** Start **

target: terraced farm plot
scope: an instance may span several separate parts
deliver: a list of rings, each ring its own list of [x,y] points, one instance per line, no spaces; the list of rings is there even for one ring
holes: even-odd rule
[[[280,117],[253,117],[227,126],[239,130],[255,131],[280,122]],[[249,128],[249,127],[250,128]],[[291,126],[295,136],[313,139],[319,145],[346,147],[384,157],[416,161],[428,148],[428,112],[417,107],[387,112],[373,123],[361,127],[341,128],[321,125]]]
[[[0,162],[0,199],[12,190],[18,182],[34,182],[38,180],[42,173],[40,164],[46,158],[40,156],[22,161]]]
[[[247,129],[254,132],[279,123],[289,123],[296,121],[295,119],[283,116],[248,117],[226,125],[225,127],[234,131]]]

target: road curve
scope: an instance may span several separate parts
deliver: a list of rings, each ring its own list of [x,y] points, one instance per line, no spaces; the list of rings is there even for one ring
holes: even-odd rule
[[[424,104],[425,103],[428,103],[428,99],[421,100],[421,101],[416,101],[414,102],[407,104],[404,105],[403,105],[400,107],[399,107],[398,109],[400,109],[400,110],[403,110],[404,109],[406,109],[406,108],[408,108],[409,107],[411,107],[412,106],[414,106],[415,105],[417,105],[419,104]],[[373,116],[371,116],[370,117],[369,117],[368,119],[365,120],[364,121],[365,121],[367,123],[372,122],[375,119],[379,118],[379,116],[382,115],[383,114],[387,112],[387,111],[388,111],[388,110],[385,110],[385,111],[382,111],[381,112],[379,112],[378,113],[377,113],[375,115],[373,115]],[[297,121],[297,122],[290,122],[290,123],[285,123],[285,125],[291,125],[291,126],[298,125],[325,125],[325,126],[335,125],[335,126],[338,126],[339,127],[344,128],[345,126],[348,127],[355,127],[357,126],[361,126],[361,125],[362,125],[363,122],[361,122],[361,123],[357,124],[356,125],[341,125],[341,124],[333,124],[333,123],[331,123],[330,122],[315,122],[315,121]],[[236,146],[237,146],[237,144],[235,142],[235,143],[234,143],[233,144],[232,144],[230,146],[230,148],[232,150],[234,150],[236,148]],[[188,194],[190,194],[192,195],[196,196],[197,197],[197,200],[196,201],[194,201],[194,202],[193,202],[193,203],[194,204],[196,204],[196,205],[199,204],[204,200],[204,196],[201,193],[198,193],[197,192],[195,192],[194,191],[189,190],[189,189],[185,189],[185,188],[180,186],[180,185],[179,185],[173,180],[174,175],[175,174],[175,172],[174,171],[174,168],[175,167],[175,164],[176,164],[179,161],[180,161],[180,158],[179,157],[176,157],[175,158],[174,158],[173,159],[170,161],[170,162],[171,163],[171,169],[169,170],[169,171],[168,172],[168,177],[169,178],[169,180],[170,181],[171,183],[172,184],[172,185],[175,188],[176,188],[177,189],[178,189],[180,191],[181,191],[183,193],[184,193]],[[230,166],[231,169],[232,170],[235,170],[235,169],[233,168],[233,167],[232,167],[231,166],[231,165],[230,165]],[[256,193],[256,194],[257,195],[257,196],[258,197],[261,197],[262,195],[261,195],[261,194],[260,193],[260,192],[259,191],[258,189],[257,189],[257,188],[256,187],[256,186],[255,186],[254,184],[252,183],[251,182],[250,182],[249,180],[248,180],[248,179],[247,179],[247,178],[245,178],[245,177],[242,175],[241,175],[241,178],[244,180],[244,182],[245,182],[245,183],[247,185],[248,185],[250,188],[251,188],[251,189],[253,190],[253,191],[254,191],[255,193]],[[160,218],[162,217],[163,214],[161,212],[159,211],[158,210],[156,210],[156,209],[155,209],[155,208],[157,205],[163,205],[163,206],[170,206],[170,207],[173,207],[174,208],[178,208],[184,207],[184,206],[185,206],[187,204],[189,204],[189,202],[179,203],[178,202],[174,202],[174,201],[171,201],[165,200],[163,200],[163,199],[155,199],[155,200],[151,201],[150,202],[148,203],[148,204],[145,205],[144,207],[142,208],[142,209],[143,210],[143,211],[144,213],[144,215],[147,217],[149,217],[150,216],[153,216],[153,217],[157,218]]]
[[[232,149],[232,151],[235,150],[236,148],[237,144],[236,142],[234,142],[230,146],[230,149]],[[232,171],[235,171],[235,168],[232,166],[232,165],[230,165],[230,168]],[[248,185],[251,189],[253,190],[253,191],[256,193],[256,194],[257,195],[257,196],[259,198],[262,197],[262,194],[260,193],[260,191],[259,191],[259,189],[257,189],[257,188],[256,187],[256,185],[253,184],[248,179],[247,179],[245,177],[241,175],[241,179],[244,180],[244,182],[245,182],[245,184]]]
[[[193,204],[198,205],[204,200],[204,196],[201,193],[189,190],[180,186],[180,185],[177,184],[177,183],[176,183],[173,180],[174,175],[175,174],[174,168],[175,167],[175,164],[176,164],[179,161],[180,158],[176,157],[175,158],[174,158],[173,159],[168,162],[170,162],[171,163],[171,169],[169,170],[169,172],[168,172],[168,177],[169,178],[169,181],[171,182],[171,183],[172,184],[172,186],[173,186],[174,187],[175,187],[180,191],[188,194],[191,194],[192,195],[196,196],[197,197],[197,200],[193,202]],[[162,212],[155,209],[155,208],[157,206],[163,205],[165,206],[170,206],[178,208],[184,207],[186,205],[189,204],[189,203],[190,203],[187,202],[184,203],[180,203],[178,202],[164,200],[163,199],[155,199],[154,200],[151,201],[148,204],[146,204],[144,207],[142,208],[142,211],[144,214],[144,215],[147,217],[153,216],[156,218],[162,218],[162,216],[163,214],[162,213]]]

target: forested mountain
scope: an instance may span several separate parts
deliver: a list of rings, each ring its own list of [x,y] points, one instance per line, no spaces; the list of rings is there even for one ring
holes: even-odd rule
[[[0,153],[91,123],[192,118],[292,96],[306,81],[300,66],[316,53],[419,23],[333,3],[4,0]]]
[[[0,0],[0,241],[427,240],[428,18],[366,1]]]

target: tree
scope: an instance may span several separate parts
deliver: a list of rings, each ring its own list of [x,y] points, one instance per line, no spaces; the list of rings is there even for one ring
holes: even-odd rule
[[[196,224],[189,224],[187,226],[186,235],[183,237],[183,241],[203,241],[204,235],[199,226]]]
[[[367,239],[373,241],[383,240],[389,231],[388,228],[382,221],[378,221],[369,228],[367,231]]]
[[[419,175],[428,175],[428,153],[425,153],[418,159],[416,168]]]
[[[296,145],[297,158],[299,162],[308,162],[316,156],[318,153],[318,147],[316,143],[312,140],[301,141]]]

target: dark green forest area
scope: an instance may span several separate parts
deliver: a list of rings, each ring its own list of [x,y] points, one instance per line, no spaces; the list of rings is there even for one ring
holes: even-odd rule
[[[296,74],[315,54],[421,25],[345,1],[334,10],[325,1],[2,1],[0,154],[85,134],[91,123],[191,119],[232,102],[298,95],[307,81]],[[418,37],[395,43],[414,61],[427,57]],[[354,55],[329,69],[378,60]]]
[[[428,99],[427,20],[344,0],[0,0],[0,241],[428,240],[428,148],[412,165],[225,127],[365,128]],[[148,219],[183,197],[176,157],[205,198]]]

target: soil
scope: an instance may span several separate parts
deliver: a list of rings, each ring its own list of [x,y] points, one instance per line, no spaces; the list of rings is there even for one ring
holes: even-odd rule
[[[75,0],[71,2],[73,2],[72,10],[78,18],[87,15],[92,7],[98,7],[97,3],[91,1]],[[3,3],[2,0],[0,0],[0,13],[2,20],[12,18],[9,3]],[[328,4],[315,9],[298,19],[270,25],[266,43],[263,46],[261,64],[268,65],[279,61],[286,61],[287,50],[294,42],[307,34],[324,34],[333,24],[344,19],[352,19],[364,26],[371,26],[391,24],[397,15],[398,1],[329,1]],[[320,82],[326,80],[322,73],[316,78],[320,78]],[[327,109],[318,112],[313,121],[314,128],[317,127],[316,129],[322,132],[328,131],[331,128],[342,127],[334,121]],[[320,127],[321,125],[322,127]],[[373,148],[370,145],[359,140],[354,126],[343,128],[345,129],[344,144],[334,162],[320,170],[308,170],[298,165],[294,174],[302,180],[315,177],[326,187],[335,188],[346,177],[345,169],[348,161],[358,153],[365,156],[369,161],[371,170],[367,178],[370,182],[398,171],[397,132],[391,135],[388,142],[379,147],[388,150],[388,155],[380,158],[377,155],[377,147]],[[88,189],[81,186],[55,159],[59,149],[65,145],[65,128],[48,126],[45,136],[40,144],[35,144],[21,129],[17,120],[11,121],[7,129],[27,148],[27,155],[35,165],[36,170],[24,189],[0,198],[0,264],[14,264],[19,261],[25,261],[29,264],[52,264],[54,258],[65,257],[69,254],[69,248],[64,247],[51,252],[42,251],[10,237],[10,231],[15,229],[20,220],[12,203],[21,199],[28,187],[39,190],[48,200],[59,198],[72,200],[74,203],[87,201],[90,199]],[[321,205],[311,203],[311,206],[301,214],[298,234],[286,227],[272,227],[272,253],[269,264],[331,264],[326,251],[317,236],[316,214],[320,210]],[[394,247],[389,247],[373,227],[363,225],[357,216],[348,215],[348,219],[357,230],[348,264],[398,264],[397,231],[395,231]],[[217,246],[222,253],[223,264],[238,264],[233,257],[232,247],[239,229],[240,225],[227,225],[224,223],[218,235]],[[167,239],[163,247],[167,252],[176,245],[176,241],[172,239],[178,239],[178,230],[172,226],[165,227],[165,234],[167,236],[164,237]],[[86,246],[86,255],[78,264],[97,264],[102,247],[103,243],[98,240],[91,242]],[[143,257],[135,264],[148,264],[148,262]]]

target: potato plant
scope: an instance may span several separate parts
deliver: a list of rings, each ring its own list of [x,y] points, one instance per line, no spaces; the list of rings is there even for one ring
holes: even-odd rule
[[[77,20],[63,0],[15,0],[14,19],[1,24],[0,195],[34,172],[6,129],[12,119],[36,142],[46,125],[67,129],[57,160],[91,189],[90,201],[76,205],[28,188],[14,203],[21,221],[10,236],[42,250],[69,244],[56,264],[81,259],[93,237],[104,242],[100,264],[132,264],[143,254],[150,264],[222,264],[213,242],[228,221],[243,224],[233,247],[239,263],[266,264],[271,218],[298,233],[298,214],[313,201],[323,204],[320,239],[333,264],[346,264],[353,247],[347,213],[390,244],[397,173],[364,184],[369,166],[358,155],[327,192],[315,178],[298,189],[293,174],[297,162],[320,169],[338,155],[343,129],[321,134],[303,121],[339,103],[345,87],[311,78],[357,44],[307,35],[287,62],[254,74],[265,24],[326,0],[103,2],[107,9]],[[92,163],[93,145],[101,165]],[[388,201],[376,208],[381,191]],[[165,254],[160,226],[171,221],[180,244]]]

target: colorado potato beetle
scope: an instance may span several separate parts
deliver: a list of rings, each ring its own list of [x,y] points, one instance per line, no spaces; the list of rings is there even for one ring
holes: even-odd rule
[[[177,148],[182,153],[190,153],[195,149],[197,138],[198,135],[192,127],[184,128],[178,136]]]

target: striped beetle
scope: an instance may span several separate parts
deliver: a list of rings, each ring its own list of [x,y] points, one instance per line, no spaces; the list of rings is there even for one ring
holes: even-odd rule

** End **

- Requirement: Express the stretch of the listing from the line containing "target: striped beetle" through the end of the listing as a JSON list of strings, one string per line, leaving out blank lines.

- Solution for this task:
[
  "target: striped beetle",
  "scope: an instance may span several separate parts",
  "deliver: a list of rings, each ring its own list of [x,y] points, one instance per line, no spaces; the list of rings is there even for one ring",
  "holes: even-odd rule"
]